Can you repeat each of the entries below word for word, leaving out the pictures?

Location identification entries:
_ _ _ _
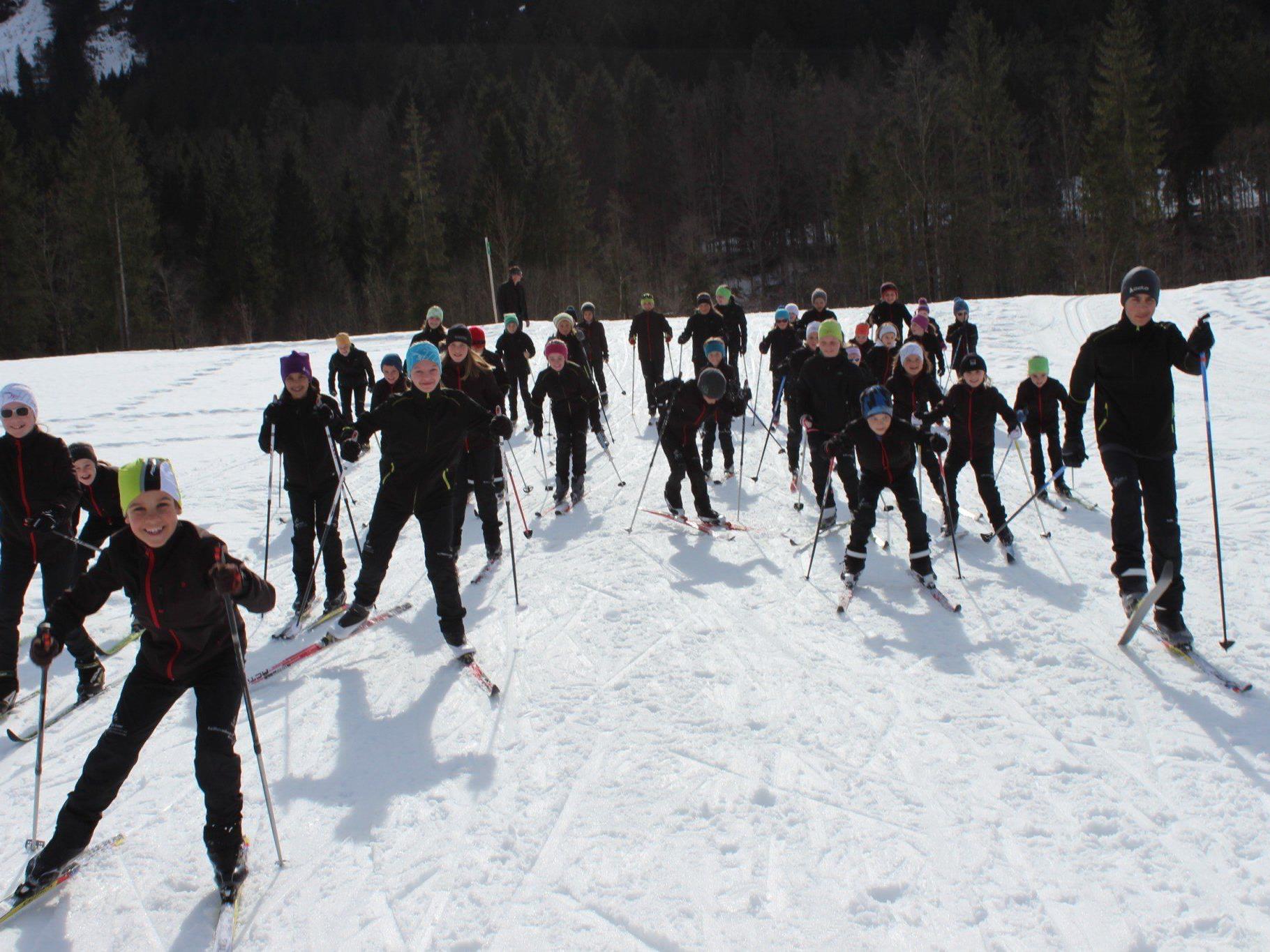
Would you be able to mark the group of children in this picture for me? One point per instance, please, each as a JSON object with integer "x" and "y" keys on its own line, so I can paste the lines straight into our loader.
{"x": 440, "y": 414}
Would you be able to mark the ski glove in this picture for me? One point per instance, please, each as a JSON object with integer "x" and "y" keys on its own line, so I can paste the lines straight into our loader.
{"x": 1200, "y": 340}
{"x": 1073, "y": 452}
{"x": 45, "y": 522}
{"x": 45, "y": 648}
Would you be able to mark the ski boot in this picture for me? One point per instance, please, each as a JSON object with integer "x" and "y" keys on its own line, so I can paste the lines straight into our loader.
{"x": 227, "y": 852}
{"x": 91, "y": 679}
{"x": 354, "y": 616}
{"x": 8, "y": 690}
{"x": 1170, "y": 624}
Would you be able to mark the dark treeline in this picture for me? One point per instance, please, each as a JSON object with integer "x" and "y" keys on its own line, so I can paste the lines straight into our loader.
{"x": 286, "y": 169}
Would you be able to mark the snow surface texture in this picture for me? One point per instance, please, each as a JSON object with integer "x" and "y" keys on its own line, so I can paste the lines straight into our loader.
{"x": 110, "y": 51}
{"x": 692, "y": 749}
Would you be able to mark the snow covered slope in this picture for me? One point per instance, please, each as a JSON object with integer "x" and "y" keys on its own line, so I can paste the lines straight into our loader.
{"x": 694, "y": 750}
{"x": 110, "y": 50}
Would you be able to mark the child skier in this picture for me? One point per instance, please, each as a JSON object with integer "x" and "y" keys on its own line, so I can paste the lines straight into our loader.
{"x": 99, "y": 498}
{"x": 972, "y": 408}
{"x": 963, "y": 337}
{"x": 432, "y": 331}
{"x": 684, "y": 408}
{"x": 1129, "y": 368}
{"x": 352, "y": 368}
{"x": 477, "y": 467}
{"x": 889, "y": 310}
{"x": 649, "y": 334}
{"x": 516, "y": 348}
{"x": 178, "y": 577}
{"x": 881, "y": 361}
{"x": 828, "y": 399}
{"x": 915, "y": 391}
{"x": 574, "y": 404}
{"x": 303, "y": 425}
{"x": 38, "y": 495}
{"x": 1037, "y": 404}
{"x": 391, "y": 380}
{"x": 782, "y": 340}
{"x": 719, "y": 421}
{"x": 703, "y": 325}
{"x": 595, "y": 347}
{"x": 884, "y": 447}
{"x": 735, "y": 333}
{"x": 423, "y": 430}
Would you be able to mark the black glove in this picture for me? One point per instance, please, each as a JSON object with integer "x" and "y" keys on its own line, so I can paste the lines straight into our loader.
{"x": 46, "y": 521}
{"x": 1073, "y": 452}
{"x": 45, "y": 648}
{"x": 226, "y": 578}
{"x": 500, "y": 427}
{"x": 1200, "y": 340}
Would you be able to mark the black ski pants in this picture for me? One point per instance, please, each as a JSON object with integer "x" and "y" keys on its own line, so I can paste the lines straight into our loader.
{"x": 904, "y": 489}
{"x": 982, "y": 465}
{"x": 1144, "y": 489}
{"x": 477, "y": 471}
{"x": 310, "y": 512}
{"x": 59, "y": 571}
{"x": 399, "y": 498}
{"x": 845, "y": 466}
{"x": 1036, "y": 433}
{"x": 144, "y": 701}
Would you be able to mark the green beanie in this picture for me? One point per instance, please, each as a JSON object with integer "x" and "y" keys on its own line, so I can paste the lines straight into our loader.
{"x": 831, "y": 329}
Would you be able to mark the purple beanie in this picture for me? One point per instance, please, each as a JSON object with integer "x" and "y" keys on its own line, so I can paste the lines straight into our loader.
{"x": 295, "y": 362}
_ _ _ _
### Written response
Would you be able to mark the group of children in this picture for me? One point per instance, please, each as a JSON object with integer "x" and "y" keys on its own line, so I can paste the lines straight into our loader.
{"x": 440, "y": 414}
Would you be able to mark the ski glove in this picture for me? One point per instance, please, each as a JSON object with integer "x" and "y" keys on its own line, so I can paste the lines straight into our loader.
{"x": 1200, "y": 340}
{"x": 1073, "y": 452}
{"x": 45, "y": 522}
{"x": 45, "y": 648}
Would you be able to mark the ski boot in this picture for me? One point per instance, please, each as a JSON object with integer "x" and "y" keys on its own line, so I can paste the lines straight into our loader.
{"x": 227, "y": 852}
{"x": 91, "y": 679}
{"x": 354, "y": 616}
{"x": 8, "y": 690}
{"x": 1170, "y": 624}
Would you be able to mark the dark treeline in this picture for me? One point per instance, please, each as a JSON object with integer "x" and "y" keys on its own line, so I can paste the lines straight into our loader.
{"x": 286, "y": 169}
Would you be able to mark the snow surface texture in this picture for me? One point per instance, please, each as a JSON object with integer "x" and "y" keys on its own line, so I can paste the lines straight into our loader.
{"x": 110, "y": 51}
{"x": 692, "y": 749}
Would you be able to mark the snow covered slope in this picture for me? One point per instance, please, each as a JSON object with integer "x" and "y" keys on its own line, so I can paste the lines straight into our loader.
{"x": 694, "y": 750}
{"x": 110, "y": 50}
Would you be able to mark the child skier in this picture for me? One point per instance, please, each as a JSON object with integer "x" and "y" keys on its own line, so I can paste the lines straight into our loader.
{"x": 99, "y": 498}
{"x": 972, "y": 408}
{"x": 963, "y": 337}
{"x": 432, "y": 331}
{"x": 684, "y": 408}
{"x": 1129, "y": 368}
{"x": 352, "y": 368}
{"x": 477, "y": 467}
{"x": 889, "y": 310}
{"x": 649, "y": 334}
{"x": 516, "y": 348}
{"x": 178, "y": 577}
{"x": 881, "y": 361}
{"x": 828, "y": 399}
{"x": 915, "y": 391}
{"x": 574, "y": 404}
{"x": 303, "y": 425}
{"x": 38, "y": 495}
{"x": 1037, "y": 404}
{"x": 391, "y": 380}
{"x": 782, "y": 340}
{"x": 719, "y": 421}
{"x": 703, "y": 325}
{"x": 595, "y": 347}
{"x": 884, "y": 447}
{"x": 735, "y": 333}
{"x": 423, "y": 430}
Would you be able to mark the black glove in this picture for me? One point per instance, please, each as a JSON object with integer "x" and "y" keys on its own line, so I can paste the lines straight into our loader.
{"x": 46, "y": 521}
{"x": 1073, "y": 452}
{"x": 45, "y": 648}
{"x": 226, "y": 578}
{"x": 500, "y": 427}
{"x": 1200, "y": 340}
Would you be able to mark the black ski pants in this picture for me? One point per instance, please, each as a JSON object with integer "x" and "y" keys on its own line, so I can paste the lines straight into our loader.
{"x": 904, "y": 489}
{"x": 982, "y": 465}
{"x": 1144, "y": 489}
{"x": 477, "y": 471}
{"x": 310, "y": 512}
{"x": 59, "y": 571}
{"x": 399, "y": 498}
{"x": 845, "y": 466}
{"x": 1036, "y": 433}
{"x": 144, "y": 701}
Would you be able to mark the green beanie in this picture for me? One point per instance, please, each as a JSON object with integer "x" and "y" keys on its own line, so I can paste the lines straight into our loader.
{"x": 831, "y": 329}
Would you be able to mark the purple beanie in this picture for me? One point per instance, please, each as a JSON object with integer "x" and "y" keys on its own line, so I can paste the lines straight into our loader.
{"x": 295, "y": 362}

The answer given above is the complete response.